Start
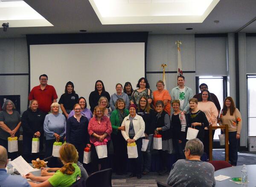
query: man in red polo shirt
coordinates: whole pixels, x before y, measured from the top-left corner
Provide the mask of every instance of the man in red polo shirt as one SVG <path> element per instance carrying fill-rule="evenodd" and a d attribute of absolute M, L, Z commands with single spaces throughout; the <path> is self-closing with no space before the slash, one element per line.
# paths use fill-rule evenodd
<path fill-rule="evenodd" d="M 57 102 L 58 96 L 54 87 L 47 84 L 48 76 L 45 74 L 39 76 L 40 85 L 34 87 L 29 96 L 29 100 L 37 100 L 38 108 L 42 112 L 48 113 L 51 110 L 51 105 Z"/>

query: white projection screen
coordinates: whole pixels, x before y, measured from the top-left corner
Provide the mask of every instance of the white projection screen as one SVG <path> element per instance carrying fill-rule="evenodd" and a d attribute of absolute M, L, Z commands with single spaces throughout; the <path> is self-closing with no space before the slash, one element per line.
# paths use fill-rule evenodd
<path fill-rule="evenodd" d="M 48 76 L 58 99 L 68 81 L 74 85 L 79 96 L 89 105 L 89 96 L 95 82 L 102 80 L 110 95 L 115 85 L 126 82 L 136 88 L 145 76 L 144 42 L 82 43 L 30 45 L 30 89 L 39 84 L 39 76 Z"/>

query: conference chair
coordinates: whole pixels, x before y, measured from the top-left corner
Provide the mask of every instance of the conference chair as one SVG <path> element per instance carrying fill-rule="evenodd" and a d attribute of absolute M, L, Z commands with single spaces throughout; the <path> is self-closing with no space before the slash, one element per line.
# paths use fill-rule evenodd
<path fill-rule="evenodd" d="M 157 187 L 171 187 L 171 186 L 160 182 L 157 182 Z"/>
<path fill-rule="evenodd" d="M 86 181 L 86 187 L 112 187 L 112 168 L 96 171 L 89 176 Z"/>
<path fill-rule="evenodd" d="M 214 160 L 209 161 L 209 163 L 212 164 L 214 167 L 214 171 L 221 170 L 226 167 L 232 167 L 232 165 L 229 162 L 224 160 Z"/>
<path fill-rule="evenodd" d="M 70 187 L 84 187 L 85 186 L 85 181 L 84 179 L 83 178 L 81 178 L 73 183 Z"/>

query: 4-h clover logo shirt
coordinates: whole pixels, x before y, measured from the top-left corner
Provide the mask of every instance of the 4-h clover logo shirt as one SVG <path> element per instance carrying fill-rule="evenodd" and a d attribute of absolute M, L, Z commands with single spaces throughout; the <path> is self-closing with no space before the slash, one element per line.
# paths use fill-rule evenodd
<path fill-rule="evenodd" d="M 183 89 L 179 88 L 180 93 L 179 94 L 179 100 L 180 103 L 180 108 L 183 108 L 183 105 L 185 102 L 185 89 L 186 87 L 184 87 Z"/>

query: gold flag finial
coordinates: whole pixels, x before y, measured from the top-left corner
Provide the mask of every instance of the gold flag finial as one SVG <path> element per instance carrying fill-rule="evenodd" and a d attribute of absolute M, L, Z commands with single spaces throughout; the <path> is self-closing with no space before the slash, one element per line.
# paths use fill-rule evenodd
<path fill-rule="evenodd" d="M 177 40 L 175 42 L 175 44 L 178 45 L 178 48 L 180 47 L 180 45 L 182 44 L 180 40 Z"/>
End
■ The request
Reproduce the items verbatim, starting at the line that contains "query: gold flag finial" and continuing through the end of the items.

■ Output of the task
query: gold flag finial
coordinates: whole pixels, x before y, measured from the top-left corner
Provide the mask of every instance of the gold flag finial as one SVG <path> element per instance carrying fill-rule="evenodd" and a d attribute of absolute M, L, Z commands with single spaces throughout; the <path> is self-closing with no space before the slash, one element per line.
# paths use fill-rule evenodd
<path fill-rule="evenodd" d="M 177 40 L 175 42 L 175 44 L 178 45 L 178 48 L 180 47 L 180 45 L 182 44 L 180 40 Z"/>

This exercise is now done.